**Dataset records**.
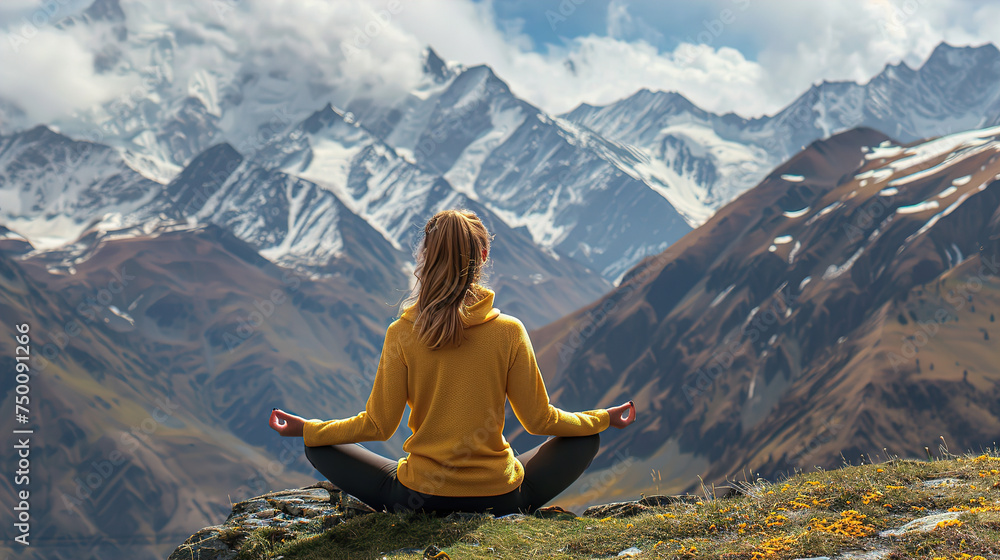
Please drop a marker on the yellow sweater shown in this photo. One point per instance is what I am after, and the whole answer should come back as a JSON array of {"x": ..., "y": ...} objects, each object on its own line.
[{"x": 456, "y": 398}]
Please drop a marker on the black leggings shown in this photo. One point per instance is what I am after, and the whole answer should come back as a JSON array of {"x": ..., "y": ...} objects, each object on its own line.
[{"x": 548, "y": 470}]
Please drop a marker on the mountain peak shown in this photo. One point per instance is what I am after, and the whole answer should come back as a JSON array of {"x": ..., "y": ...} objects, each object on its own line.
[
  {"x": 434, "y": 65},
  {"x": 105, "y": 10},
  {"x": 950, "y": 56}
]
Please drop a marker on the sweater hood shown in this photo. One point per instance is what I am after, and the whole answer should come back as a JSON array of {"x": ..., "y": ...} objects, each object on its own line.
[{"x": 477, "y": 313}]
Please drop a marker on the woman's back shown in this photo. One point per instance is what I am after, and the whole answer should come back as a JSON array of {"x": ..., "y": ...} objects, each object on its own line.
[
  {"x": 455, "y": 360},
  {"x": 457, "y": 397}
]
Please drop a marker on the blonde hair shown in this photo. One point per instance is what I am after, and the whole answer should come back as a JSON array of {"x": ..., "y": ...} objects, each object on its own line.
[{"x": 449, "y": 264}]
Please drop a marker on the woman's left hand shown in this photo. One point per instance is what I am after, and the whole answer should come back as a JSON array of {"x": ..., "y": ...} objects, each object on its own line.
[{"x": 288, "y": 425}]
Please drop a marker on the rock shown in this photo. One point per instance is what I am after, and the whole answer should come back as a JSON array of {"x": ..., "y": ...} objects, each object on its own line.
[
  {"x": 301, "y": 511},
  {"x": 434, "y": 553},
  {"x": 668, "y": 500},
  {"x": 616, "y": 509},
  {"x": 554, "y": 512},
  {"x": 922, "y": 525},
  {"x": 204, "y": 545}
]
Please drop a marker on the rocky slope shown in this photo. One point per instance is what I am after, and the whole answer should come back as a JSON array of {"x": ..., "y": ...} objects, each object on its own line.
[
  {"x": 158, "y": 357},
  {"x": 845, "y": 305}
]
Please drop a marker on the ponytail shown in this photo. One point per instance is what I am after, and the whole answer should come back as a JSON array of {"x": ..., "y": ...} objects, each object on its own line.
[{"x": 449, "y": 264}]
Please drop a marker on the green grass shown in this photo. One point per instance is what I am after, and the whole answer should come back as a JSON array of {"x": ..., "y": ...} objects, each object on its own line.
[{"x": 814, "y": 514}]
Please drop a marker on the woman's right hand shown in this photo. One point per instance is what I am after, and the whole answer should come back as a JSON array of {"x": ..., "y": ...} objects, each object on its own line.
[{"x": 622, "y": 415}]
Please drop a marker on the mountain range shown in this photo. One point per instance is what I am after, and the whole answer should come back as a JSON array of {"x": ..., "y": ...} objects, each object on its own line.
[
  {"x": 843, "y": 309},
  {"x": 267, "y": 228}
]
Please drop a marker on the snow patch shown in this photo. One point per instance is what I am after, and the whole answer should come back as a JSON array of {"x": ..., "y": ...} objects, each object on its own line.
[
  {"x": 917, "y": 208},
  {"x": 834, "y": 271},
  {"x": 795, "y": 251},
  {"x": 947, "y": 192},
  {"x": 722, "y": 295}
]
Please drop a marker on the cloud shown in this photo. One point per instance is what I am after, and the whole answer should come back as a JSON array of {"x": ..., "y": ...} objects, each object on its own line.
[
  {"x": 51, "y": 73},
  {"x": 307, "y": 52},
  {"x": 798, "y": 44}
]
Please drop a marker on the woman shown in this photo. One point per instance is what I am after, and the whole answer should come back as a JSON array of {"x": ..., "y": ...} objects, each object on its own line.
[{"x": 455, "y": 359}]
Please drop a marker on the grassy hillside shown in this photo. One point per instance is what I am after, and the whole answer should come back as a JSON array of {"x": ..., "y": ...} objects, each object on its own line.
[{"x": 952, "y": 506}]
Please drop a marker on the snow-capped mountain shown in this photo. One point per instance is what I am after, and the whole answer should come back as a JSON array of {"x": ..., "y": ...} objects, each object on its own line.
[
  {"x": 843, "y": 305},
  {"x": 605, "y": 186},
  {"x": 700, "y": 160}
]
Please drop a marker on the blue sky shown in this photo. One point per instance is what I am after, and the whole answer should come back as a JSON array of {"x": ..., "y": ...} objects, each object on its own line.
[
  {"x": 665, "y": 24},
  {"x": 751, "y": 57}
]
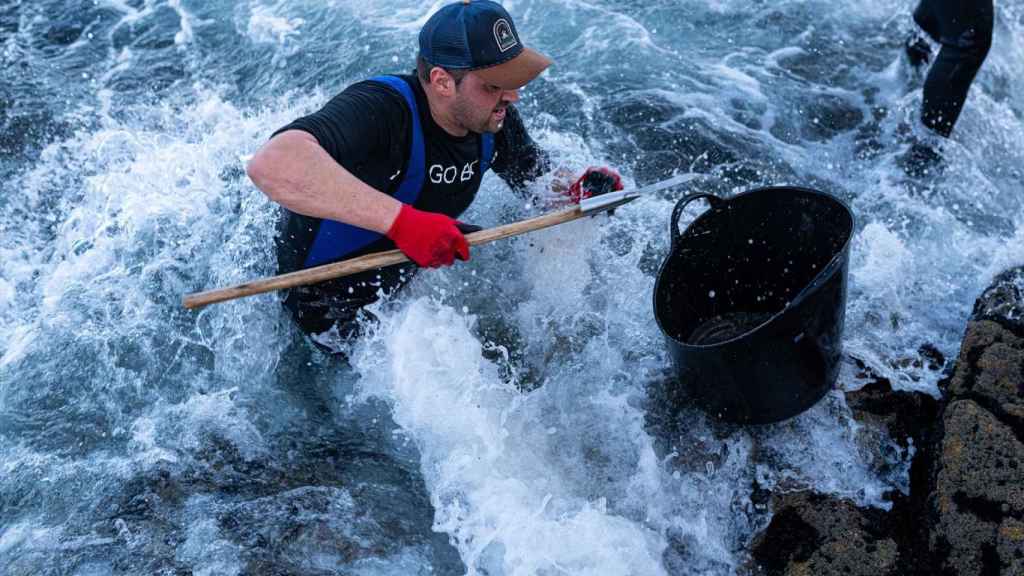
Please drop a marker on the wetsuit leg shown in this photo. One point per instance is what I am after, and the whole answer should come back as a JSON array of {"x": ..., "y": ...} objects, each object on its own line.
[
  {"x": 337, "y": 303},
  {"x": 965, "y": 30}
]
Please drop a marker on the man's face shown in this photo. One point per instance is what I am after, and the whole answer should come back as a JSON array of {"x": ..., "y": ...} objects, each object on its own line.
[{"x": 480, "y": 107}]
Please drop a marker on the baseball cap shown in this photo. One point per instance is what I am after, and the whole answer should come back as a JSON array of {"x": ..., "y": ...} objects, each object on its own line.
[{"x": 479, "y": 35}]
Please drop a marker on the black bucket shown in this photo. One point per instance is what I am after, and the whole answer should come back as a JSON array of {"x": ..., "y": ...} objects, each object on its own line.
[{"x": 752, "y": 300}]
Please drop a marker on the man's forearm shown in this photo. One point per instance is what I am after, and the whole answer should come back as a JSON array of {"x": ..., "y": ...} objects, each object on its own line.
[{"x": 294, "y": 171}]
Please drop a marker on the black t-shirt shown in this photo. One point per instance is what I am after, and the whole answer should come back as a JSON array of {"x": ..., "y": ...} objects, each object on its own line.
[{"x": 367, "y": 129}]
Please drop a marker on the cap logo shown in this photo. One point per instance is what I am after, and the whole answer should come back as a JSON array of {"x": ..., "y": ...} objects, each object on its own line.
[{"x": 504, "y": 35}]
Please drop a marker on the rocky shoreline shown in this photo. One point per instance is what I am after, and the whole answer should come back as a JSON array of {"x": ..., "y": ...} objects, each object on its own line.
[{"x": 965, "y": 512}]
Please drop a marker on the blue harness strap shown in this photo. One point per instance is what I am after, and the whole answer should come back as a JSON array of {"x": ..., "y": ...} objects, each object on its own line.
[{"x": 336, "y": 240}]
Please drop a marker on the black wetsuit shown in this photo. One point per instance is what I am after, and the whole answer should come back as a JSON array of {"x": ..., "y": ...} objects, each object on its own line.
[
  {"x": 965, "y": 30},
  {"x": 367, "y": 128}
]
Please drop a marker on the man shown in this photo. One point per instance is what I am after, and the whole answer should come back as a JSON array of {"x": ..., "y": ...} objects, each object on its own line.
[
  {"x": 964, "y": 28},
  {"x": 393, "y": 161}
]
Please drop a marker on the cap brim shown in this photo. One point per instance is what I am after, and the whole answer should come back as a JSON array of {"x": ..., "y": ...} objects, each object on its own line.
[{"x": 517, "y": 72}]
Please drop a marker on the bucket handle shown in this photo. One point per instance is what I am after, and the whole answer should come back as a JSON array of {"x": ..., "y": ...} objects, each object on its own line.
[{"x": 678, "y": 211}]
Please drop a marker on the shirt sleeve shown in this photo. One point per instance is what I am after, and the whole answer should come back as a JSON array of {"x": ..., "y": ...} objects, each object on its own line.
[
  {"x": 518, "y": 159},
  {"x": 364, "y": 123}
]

* * *

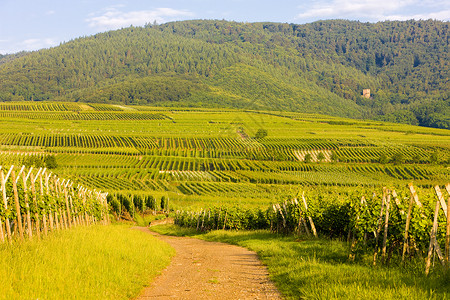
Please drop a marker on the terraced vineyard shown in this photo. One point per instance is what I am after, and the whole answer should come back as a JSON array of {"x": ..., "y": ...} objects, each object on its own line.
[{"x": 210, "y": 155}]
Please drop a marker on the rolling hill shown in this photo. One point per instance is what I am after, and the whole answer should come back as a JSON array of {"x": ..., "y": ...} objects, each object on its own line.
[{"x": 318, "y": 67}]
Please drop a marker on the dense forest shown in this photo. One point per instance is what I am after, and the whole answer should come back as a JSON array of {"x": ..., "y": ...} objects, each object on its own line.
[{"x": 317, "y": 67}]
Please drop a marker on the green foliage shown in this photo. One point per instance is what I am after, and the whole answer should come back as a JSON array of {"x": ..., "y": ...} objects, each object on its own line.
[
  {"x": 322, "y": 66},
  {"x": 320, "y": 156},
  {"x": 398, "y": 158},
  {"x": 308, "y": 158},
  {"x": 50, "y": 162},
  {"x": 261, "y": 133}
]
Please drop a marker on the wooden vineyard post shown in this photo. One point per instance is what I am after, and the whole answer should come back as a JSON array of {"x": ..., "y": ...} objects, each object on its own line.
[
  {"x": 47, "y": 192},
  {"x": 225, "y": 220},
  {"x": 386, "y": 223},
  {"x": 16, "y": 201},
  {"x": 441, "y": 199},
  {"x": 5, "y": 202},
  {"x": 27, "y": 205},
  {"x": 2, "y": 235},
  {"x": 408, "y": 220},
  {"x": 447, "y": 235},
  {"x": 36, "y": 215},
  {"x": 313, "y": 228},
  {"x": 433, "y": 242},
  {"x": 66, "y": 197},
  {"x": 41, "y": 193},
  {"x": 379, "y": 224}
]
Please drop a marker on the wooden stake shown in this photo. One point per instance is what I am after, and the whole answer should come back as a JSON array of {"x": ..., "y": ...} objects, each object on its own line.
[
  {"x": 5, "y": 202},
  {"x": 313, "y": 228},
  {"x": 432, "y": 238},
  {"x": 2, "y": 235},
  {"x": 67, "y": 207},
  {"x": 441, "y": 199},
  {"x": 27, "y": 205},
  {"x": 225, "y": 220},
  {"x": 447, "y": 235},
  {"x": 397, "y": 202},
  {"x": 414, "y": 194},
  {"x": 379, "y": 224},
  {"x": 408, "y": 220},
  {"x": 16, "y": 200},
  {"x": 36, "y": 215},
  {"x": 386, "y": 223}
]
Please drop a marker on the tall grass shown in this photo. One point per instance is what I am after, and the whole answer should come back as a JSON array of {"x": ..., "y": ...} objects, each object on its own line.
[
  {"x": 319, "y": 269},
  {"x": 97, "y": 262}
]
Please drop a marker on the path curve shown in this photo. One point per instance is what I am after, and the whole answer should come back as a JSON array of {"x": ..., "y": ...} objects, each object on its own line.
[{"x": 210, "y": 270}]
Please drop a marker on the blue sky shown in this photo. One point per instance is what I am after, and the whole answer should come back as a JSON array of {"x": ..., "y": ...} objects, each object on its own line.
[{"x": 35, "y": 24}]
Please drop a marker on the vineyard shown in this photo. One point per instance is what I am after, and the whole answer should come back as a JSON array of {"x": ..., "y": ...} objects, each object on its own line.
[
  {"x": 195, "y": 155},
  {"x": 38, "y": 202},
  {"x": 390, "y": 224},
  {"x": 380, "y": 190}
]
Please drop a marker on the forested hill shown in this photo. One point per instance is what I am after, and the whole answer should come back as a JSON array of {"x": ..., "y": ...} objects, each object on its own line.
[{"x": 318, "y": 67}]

**What to produce**.
Filter the rows above, keeping every line that contains the word "wooden". Matching is case-sensitive.

**Full response**.
Please drop a marker on the wooden vineyard post shown in this photo. One point per instance is what I am after, and the whole answer should come back as a JSON array of {"x": ..., "y": ...} objects, each object on its own line.
Please drop a marker on the wooden stake shown in this photo. One point per instance is what I am after, and the whole answer should come back as a JSON array of {"x": ..., "y": ...} objects, each object on its own line.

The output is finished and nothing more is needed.